Problem =>
Would you write out all of the data exactly as it appears below?

[Stored data entries]
○ ○ ○
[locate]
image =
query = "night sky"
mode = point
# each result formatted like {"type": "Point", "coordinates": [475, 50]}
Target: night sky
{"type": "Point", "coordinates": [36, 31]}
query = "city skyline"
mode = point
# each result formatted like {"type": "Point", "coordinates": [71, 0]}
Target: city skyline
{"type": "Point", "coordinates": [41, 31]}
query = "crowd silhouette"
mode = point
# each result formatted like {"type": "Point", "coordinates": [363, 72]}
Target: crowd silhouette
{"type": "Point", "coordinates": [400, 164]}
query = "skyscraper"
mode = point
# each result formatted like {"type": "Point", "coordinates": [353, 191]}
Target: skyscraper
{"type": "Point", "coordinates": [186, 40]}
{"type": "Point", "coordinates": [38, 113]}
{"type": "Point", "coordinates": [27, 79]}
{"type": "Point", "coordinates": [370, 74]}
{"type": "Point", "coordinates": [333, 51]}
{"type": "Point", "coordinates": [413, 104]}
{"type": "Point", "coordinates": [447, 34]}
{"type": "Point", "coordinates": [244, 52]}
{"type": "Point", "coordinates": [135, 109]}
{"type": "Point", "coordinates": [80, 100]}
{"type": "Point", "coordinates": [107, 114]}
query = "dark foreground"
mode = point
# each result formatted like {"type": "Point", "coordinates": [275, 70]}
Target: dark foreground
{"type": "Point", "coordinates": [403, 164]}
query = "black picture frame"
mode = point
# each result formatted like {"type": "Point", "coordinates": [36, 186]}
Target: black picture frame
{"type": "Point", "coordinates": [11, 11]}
○ ○ ○
Solution to this exercise =>
[locate]
image =
query = "night sky"
mode = point
# each result formatted like {"type": "Point", "coordinates": [475, 50]}
Target: night sky
{"type": "Point", "coordinates": [36, 31]}
query = "city skyline"
mode = point
# each result formatted like {"type": "Point", "coordinates": [71, 0]}
Target: city skyline
{"type": "Point", "coordinates": [41, 31]}
query = "crowd silhouette"
mode = point
# each result formatted like {"type": "Point", "coordinates": [363, 72]}
Target: crowd silhouette
{"type": "Point", "coordinates": [400, 164]}
query = "skyscraper"
mode = point
# each result formatted like {"type": "Point", "coordinates": [353, 191]}
Target: skyscraper
{"type": "Point", "coordinates": [186, 40]}
{"type": "Point", "coordinates": [38, 113]}
{"type": "Point", "coordinates": [27, 79]}
{"type": "Point", "coordinates": [370, 74]}
{"type": "Point", "coordinates": [333, 51]}
{"type": "Point", "coordinates": [413, 104]}
{"type": "Point", "coordinates": [447, 34]}
{"type": "Point", "coordinates": [244, 52]}
{"type": "Point", "coordinates": [135, 109]}
{"type": "Point", "coordinates": [80, 100]}
{"type": "Point", "coordinates": [107, 114]}
query = "dark foreground"
mode = point
# each result formatted like {"type": "Point", "coordinates": [275, 70]}
Target: dark foreground
{"type": "Point", "coordinates": [403, 164]}
query = "black picture frame"
mode = point
# each result formatted like {"type": "Point", "coordinates": [36, 186]}
Target: black picture frame
{"type": "Point", "coordinates": [11, 11]}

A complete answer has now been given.